Written instruction: Locate the line that contains "task | identify every instance of the vegetation", then copy it and all later lines of the data below exactly, through the last one.

Given information:
*****
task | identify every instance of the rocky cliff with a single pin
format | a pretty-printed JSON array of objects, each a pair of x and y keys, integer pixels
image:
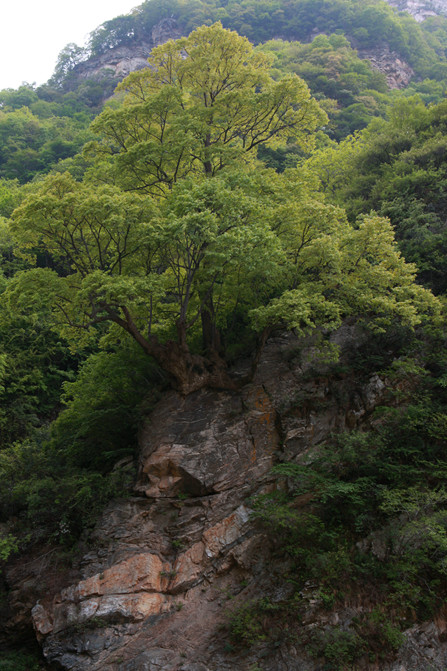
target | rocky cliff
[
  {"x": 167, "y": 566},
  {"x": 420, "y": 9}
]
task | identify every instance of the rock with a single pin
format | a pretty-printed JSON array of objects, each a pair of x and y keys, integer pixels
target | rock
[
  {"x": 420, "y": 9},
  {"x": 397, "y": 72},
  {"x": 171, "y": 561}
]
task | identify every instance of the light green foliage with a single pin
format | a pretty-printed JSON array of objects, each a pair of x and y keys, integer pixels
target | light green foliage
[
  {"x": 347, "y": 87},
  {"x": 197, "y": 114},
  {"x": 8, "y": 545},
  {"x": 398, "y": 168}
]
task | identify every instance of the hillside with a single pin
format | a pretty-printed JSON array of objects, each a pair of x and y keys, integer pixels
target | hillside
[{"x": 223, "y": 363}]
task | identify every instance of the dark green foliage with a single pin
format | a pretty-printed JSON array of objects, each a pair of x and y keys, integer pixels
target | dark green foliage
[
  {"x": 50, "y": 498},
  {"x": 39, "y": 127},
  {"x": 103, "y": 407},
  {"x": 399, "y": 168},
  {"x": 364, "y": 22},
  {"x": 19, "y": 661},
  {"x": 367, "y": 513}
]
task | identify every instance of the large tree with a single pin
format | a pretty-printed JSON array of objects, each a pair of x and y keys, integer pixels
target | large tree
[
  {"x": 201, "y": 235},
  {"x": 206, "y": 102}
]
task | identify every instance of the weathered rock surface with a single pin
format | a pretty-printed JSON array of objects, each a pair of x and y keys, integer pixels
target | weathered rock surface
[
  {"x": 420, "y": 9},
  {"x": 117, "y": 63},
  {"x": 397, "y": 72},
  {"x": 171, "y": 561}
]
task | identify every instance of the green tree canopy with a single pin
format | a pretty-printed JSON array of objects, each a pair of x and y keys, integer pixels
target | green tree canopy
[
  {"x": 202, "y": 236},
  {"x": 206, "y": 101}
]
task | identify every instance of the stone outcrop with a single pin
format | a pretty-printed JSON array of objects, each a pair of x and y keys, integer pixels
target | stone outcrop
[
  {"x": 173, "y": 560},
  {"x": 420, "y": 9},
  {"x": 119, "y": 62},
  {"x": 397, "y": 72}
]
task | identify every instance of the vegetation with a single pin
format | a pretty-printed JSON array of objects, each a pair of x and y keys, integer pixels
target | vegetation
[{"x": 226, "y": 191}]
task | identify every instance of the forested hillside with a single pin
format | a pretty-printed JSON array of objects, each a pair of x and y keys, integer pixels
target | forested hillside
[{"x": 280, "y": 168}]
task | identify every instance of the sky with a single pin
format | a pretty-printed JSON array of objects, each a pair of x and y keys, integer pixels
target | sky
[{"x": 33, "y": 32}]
*****
Answer to the task:
task | identify every instance of the vegetation with a single pin
format | a pretty-printed JSON array of objects, each a pair of x and y keys, integer pixels
target | vegetation
[{"x": 226, "y": 191}]
task | identify every instance of the forested hillside with a single pin
format | a pretty-printed JSON array of objects, each a pair of x and y keys, integer pixels
target | forested hillside
[{"x": 280, "y": 168}]
task | identify every instance of the sky with a single pin
format | a pretty-printed JSON array of objects, each a pair of x and y keys, integer pixels
target | sky
[{"x": 33, "y": 32}]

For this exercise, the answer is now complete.